Social networking. Check. Layoffs. Check. Hot CEO. Uncheck. $750 million valuation. Check. Making money. Uhm.
Marc Andreesen founded Netscape, and practically blew the lid off of Microsoft's stranglehold on computing. So, when he put his weight and considerable Remulakian good looks behind Ning, the Midas touch seemed guaranteed to produce something. It didn't hurt that Ning's CEO didn't look anything like Steve Ballmer or Eric Schmidt, and was considerably more desirable than Steve Jobs.
Sadly, today, the company headed into the usual post euphoria malaise of what comes after we have bought our way into an audience? Layoffs, new business models, and the heavy burden of expectation.
According to PaidContent:
"Looks like the departure exactly a month ago of long-time Ning CEO Gina Bianchini was not as benign as Ning tried to portray it. The build-your-own social network startup is laying off 40 percent of its staff, or 69 employees, and is moving to an entirely paid model."
And all eyes are in this piece of damning evidence that no good comes of being featured in a glossy business magazine. Billions of page views. Loads of money. We rock. It's all there. Mark the immortal words of the writer of the puff piece in Fast Company:
"By the time Facebook -- or anyone else -- could do that, Ning may well have ridden its double viral loop to impregnability. Because once it hits critical mass, the road is paved.
Then no one can stop it."

_TASKS FOR THIS EXERCISE_.
1) From the post on Ning, write out the passage starting with "Social networking. Check." and going on through "burden of expectation.".
2) Answer these questions from the post on Ning:
(a) What company did Marc Andreesen found?
(b) What valuation appears in the checklist that opens the post?
(c) How many employees is Ning laying off, and what percentage of its staff is that?
3) Provide a continuation of the post on Ning, beginning after its final sentence.

[Dataset entries]

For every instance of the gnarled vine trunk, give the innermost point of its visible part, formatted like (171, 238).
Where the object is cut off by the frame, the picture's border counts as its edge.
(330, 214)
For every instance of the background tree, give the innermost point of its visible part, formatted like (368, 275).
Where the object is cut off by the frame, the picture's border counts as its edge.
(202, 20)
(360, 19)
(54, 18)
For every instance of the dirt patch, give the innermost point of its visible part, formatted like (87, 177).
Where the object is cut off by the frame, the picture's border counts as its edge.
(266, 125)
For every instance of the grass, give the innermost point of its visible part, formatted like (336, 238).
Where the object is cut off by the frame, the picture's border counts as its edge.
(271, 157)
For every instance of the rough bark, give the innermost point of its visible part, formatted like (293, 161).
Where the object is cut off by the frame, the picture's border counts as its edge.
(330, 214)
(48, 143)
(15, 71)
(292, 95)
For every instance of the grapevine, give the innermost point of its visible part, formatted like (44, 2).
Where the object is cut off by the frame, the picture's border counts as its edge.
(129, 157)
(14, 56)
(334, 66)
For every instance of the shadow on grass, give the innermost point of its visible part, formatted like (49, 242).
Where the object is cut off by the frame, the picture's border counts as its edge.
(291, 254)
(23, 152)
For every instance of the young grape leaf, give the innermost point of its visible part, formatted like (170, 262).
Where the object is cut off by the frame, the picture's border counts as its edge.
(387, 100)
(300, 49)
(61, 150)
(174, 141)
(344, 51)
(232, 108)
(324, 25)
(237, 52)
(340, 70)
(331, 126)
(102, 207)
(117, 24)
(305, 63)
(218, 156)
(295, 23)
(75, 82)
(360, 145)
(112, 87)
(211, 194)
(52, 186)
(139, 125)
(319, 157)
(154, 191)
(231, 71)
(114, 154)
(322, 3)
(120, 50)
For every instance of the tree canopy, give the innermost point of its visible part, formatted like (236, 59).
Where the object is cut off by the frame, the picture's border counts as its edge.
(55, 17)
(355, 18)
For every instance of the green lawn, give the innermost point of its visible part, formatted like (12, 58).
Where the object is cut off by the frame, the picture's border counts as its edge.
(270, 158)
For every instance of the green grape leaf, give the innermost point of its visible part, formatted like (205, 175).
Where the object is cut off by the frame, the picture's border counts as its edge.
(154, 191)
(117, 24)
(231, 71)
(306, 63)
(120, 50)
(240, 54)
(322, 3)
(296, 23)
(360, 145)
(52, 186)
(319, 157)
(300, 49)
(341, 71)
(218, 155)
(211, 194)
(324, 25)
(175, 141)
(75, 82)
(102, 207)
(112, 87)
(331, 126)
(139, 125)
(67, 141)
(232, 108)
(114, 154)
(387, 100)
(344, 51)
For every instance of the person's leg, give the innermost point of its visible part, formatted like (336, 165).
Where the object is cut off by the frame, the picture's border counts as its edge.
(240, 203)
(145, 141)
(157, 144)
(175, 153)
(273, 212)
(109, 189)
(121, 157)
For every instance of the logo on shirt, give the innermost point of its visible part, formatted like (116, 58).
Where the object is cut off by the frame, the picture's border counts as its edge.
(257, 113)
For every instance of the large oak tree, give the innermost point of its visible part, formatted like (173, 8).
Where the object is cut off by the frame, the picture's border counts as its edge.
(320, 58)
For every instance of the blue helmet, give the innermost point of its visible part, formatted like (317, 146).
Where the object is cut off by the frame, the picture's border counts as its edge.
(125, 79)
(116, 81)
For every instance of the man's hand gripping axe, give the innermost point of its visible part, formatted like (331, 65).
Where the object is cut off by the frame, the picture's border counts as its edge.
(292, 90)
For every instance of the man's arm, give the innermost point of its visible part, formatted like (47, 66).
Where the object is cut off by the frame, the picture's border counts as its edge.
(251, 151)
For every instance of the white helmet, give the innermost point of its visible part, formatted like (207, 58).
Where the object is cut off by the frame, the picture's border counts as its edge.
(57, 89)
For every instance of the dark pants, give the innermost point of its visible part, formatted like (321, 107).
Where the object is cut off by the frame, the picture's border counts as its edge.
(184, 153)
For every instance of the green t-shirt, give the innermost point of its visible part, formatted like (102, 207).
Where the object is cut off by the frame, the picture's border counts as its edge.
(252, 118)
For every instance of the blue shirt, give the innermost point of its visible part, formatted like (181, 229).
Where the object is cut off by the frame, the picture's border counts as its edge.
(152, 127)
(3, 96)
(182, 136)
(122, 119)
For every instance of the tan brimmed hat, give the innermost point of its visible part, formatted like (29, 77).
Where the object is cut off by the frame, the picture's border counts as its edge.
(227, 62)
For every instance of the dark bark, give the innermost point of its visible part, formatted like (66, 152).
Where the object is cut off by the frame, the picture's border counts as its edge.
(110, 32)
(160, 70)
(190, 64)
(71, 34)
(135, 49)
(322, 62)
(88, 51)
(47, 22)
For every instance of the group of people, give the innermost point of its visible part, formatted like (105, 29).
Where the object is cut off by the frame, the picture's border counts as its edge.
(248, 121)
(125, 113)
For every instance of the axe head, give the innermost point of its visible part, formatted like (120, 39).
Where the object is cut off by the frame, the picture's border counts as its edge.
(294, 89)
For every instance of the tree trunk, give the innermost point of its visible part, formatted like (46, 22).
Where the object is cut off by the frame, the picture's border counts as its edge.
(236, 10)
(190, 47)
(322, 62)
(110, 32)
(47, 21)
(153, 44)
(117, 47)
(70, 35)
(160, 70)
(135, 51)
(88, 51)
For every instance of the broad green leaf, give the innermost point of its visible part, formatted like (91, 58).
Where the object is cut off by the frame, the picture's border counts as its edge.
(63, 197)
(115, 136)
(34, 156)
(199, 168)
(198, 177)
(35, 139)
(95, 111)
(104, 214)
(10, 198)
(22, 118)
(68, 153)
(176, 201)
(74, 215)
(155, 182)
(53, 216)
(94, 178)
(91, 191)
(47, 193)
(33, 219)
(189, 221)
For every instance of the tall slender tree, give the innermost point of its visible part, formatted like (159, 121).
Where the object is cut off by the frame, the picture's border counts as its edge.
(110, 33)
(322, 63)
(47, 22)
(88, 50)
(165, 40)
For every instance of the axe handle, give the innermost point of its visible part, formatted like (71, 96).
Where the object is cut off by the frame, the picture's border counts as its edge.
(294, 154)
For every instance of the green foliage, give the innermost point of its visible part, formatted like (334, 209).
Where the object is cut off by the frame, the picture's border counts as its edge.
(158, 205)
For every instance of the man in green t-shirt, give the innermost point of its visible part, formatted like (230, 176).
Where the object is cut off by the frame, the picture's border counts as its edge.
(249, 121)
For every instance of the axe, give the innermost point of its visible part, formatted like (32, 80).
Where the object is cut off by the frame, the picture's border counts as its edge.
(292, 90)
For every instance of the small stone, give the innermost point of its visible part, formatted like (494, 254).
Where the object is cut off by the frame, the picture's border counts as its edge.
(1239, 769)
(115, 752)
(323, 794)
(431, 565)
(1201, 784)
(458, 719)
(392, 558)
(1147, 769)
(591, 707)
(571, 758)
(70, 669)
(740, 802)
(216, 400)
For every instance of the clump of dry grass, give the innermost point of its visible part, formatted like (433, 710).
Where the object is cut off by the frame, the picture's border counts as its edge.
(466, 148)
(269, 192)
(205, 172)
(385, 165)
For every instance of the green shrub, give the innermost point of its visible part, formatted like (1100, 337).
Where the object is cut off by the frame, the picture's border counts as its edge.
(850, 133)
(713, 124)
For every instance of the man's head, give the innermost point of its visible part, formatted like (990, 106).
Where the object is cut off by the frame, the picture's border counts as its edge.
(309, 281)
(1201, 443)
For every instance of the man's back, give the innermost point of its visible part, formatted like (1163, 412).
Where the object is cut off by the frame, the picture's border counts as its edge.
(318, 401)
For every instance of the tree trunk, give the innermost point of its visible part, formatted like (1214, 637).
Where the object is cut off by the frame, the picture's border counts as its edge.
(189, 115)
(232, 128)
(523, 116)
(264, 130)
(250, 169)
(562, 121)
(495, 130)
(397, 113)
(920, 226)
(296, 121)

_RESPONSES PER TASK_.
1)
Social networking. Check. Layoffs. Check. Hot CEO. Uncheck. $750 million valuation. Check. Making money. Uhm.
Marc Andreesen founded Netscape, and practically blew the lid off of Microsoft's stranglehold on computing. So, when he put his weight and considerable Remulakian good looks behind Ning, the Midas touch seemed guaranteed to produce something. It didn't hurt that Ning's CEO didn't look anything like Steve Ballmer or Eric Schmidt, and was considerably more desirable than Steve Jobs.
Sadly, today, the company headed into the usual post euphoria malaise of what comes after we have bought our way into an audience? Layoffs, new business models, and the heavy burden of expectation.

2)
(a) Netscape
(b) $750 million
(c) 69 employees, or 40 percent of its staff

3)
In truth, Ning ain't all bad. It's functional, and effective for what it does. It is also not doing badly. When Bianchini, aforementioned hot CEO, stepped down last month, Andreesen said:
"Ning today is one of the world’s top social networking properties, with more than 2.3 million user-created Ning Networks and more than 45 million registered users, and is far and away the market leading social platform for interests and passions.
Ning Networks span every area of human endeavor, from the arts to business, politics to social activism, and every other field you can think of. Over 5,000 new Ning Networks are created every day, and we’re adding a million new registered users every 12 days."
It's just hard to fathom a cutback and free to paid business model changes when you valued your company at $750 million not so long ago. I mean, heck, is it worth it, or is it worth it?
Bring back hot CEO and all is forgiven. There, that's my business plan in a nutshell.